OBJECTIVES ::
**a)** In the Judy Garland text, what food does her mother serve the young guests on Sundays?
**b)** Turn the paragraph in the Judy Garland text that begins "She has dozens of friends" into a short bulleted list that keeps its main facts.

====== EXTRACTED TEXT

Judy Garland was eighteen years old on June 10, 1940. I know it seems as though it was only yesterday she was singing "Over the Rainbow" in "Wizard of Oz" and it doesn't seem possible. But she is. You have to get over the idea that she's just a little girl. You have to look at what she does in the light of what other girls of eighteen do.
Judy isn't spoiled. She has accomplished quite a bit in her eighteen years when you stop to consider it, but she doesn't talk about herself in conversation. She listens. If you tell her your troubles, she'll try to help you out. That's the kind of girl she is!
She has some freckles on her nose, but she doesn't rave and rant and try to hide them, as quite a few girls I know would. Fact is, she doesn't even use any make-up - except lipstick.
She has dozens of friends, and they all swear by her. They have reason to. Judy's loyal, generous, thoughtful - and she'll fight for a pal at the drop of a hat. She holds open house at her comfortable ten-room Bel Air home on Sundays, and often there are as many as fifteen youngsters at the dinner table. Judy's mother is prepared for them, and they get hot chocolate, chili and beans, "brownies" and popcorn. It's a standing rule that the gang must clean up after themselves when they've finished. They do it, too.

============
====== DATA SUPPLIED

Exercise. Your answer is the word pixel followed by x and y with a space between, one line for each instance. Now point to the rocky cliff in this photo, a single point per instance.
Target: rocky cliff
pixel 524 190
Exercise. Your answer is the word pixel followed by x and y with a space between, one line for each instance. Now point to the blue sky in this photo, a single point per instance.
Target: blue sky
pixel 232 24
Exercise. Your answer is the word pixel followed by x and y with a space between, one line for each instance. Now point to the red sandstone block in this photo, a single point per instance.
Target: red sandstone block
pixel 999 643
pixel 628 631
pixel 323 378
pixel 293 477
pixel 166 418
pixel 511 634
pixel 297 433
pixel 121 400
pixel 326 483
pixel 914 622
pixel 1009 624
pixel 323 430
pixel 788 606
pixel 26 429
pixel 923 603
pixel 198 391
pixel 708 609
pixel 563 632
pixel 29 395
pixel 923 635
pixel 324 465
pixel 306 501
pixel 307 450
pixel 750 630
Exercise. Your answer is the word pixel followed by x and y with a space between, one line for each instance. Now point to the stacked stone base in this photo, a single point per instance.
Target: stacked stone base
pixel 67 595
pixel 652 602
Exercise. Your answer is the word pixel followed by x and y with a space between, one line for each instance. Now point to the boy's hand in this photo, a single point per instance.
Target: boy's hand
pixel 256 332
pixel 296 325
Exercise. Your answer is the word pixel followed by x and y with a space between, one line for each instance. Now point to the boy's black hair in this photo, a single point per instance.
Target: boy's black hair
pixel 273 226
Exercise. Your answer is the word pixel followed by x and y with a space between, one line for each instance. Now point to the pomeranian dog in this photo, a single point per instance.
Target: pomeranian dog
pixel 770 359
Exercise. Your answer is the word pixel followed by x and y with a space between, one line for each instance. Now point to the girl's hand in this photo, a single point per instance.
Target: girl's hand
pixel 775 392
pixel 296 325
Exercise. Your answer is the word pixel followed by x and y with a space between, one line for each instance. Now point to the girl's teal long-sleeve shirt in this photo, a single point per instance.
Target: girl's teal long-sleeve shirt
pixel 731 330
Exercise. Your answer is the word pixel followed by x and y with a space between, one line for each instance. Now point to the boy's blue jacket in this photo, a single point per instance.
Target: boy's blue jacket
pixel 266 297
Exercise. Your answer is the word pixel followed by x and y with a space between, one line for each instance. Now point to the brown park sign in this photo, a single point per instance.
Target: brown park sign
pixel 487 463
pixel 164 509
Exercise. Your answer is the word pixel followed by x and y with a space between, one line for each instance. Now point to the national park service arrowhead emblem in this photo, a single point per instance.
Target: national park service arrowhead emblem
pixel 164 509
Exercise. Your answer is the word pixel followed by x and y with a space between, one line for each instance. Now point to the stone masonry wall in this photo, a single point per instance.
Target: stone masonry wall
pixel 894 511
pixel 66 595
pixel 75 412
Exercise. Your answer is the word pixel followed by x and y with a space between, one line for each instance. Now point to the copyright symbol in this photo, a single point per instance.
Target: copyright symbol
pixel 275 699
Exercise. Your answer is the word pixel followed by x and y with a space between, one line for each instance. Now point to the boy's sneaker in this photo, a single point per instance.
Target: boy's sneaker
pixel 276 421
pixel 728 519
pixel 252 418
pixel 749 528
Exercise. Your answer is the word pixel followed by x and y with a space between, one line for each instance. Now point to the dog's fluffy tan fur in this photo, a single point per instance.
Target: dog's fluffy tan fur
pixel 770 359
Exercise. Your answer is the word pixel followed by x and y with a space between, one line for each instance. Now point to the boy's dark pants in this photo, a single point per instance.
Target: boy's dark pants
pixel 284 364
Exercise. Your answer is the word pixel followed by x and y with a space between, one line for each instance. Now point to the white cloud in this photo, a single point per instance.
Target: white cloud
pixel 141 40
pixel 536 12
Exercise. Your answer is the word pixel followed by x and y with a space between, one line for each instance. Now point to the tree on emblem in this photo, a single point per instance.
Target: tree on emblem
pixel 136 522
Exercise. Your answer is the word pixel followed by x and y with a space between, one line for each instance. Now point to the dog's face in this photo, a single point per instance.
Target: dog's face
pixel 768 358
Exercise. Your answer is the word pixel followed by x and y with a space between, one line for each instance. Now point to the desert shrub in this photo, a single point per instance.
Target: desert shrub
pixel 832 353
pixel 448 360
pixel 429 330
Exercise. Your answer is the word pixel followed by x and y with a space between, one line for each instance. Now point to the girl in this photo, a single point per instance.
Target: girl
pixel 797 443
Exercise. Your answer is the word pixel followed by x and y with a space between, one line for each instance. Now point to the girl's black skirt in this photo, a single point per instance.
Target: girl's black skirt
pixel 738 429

============

WORKED SOLUTIONS ::
**a)** Hot chocolate, chili and beans, "brownies" and popcorn.

**b)**
- Judy has dozens of friends, and they all swear by her.
- She is loyal, generous and thoughtful, and she will readily fight for a pal.
- On Sundays she holds open house at her ten-room Bel Air home, often with as many as fifteen youngsters at dinner.
- Her mother serves them hot chocolate, chili and beans, "brownies" and popcorn.
- The guests must clean up after themselves, and they do.